▶ **Task statement**
Scale the part of the listing that runs from the line with "Outline every instance of the distant" up to and including the last line of the listing. Rewrite only those lines, requests included, and multiply every coordinate in the outlines by 2.25, rounding to whole numbers with halves rounded up.

▶ **Provided data**

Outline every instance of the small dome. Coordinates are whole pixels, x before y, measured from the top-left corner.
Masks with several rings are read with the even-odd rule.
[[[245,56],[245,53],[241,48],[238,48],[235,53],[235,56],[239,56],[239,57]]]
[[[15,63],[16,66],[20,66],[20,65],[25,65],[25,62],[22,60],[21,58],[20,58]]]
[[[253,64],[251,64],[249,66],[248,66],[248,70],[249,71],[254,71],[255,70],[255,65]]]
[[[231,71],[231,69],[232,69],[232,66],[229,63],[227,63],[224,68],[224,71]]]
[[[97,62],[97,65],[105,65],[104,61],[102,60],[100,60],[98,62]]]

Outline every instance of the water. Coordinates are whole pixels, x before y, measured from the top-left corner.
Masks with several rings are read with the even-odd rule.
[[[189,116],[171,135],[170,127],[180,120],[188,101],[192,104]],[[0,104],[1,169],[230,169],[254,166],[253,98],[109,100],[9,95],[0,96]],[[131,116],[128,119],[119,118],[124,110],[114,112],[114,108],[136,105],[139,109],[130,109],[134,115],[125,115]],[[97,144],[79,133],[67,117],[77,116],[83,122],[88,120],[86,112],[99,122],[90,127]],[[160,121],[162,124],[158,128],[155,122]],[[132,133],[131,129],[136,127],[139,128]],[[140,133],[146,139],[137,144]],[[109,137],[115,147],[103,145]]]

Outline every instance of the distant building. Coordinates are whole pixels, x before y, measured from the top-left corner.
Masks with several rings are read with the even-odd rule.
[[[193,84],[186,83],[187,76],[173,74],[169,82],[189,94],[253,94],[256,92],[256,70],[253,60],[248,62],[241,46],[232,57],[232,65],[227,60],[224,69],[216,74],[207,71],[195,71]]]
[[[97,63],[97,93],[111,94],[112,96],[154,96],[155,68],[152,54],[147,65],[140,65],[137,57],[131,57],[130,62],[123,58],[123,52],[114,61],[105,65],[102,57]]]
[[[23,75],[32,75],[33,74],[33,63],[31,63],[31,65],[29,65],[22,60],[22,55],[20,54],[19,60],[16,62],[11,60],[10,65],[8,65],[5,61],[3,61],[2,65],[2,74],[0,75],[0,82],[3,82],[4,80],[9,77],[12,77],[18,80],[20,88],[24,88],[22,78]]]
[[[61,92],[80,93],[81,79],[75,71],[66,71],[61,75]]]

▶ **Worked solution**
Outline every instance of the distant building. Coordinates are whole pixels, x before y, measured from the top-left corner.
Masks with several rings are read with the even-odd rule.
[[[434,189],[419,187],[421,171],[389,167],[380,185],[425,212],[569,212],[576,207],[576,158],[569,135],[558,140],[542,104],[522,128],[522,146],[511,135],[504,155],[486,167],[466,160],[439,160]]]
[[[218,142],[218,209],[250,212],[252,216],[347,216],[349,153],[342,122],[331,146],[315,146],[308,128],[295,128],[293,140],[277,131],[277,117],[257,137],[236,146],[230,128]]]
[[[52,169],[72,169],[74,167],[74,142],[70,142],[70,146],[65,146],[50,135],[50,124],[45,122],[43,135],[36,140],[25,135],[23,146],[18,146],[11,137],[7,137],[5,146],[5,167],[0,169],[0,185],[7,185],[9,180],[20,173],[27,173],[41,180],[45,198],[54,198],[50,176]]]
[[[137,207],[180,209],[182,178],[169,160],[149,160],[137,169]]]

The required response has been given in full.